Bu yıl da 11-12 Nisan tarihlerinde İstanbul WOW Otelde toplantı yapılacaktır. Sayın Akkan Beyi bu hizmetlerinden ve başarısından dolayı kutluyor ve teşekkür ediyorum.
Alışılmış gündelik yaşamımızı sürdürürken insanlığın artık dördüncü sanayi devrimini içselleştirmeye başladığını görüyoruz.
Dünya baş döndürücü bir hızla, yıkıcı bir dönüşümden geçiyor. İnsanlık için her şey değişiyor. Bu dönüşümün en belirleyici nedeni şüphe yok ki, dijital teknolojiler… İnsanların yaptığı işleri üstlenecek olan yapay zekaya sahip robotların, var olan verilerden sonuçlar çıkarıp kendileri karar verip uygulamaya geçebileceğini, bunun insanlığa etkilerini tartışmaya başladık bile...

== Veri Listesi ==

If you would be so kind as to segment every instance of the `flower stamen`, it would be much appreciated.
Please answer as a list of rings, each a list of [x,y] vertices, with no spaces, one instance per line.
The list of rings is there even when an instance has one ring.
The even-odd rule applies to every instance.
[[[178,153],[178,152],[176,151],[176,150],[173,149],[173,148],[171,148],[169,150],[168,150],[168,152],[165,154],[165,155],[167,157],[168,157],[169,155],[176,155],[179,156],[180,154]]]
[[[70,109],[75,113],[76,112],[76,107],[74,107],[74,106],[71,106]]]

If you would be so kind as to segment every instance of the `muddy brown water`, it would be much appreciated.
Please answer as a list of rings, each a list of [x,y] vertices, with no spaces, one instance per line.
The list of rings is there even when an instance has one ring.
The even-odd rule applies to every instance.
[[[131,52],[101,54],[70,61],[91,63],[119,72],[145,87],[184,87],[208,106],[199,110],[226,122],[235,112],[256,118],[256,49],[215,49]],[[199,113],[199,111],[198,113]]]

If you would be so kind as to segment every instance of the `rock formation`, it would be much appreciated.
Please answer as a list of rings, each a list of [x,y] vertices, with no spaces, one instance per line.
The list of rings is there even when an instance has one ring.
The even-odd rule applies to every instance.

== Yapılacak Alıştırmalar ==
1. Okuma parçasına göre aşağıdaki soruları yanıtlayın ve yanıtları aynı harflerle işaretleyin.
(a) Bu yılki toplantı hangi tarihlerde ve nerede yapılacak?
(b) Kim hizmetleri ve başarısı için kutlanıyor?
(c) Dönüşümün en belirleyici nedeni olarak ne gösteriliyor?
2. Okuma parçasındaki "Dünya baş döndürücü bir hızla" diye başlayan paragrafı, ana bilgileri koruyarak daha kısa biçimde yazın.
3. Dördüncü sanayi devrimini anlatan okuma parçasını son cümlesinin ardından sürdürün.

== Alıştırma Sonuçları ==
1.
(a) 11-12 Nisan tarihlerinde, İstanbul WOW Otelde.
(b) Sayın Akkan Bey.
(c) Dijital teknolojiler.

2. Dünya, dijital teknolojilerin etkisiyle çok hızlı ve yıkıcı bir dönüşüm geçiriyor. Bu dönüşüm insanlık için her şeyi değiştiriyor. İnsanların işlerini üstlenecek yapay zekâlı robotların verilerden sonuç çıkarıp kendi kararlarını verebileceği ve bunları uygulayabileceği artık tartışılıyor. Bunun insanlığa etkileri de tartışma konusu oluyor.

3.
3D teknolojileri ile donatılmış sürücüsüz akıllı arabalarda, evlerde, bürolarda yaşayacak olmamız bizi şaşırtmıyor. Nano ve bioteknolojilerin hayatımızı sil baştan değiştireceğinin bilincindeyiz. Akıllı üretim sistemleri akıllı evler, akıllı şebekeler, akıllı şehirler ve akıllı devlet... Tüm bu akıllı sistemlerin sosyal ağlar ve e- ticaret kanalları ile oluşacak ağın ekonomiyi ne kadar etkileyeceğini düşünebiliyor musunuz?
Teknik bir devrimin kenarında olduğumuzu görüyor ve uzun vadeli bir dünyada, kısa vadeli düşünmenin artık işe yaramadığını kavrıyoruz.
"Geleceğe Hoş geldin!" diyebilmek, dönüşümün dışında kalmamak için önce kendimize bazı soruları da sormamız gerekiyor. Dördüncü sanayi devrimi ve dijital teknolojilerle dünyamız hızla değişirken bizim eski doğrularla, eğitimle, yönetimle, politikalarla yola devam etmemiz mümkün mü? Bize yarınları gösteren kurumlar ve ülkeler neler yapıyor?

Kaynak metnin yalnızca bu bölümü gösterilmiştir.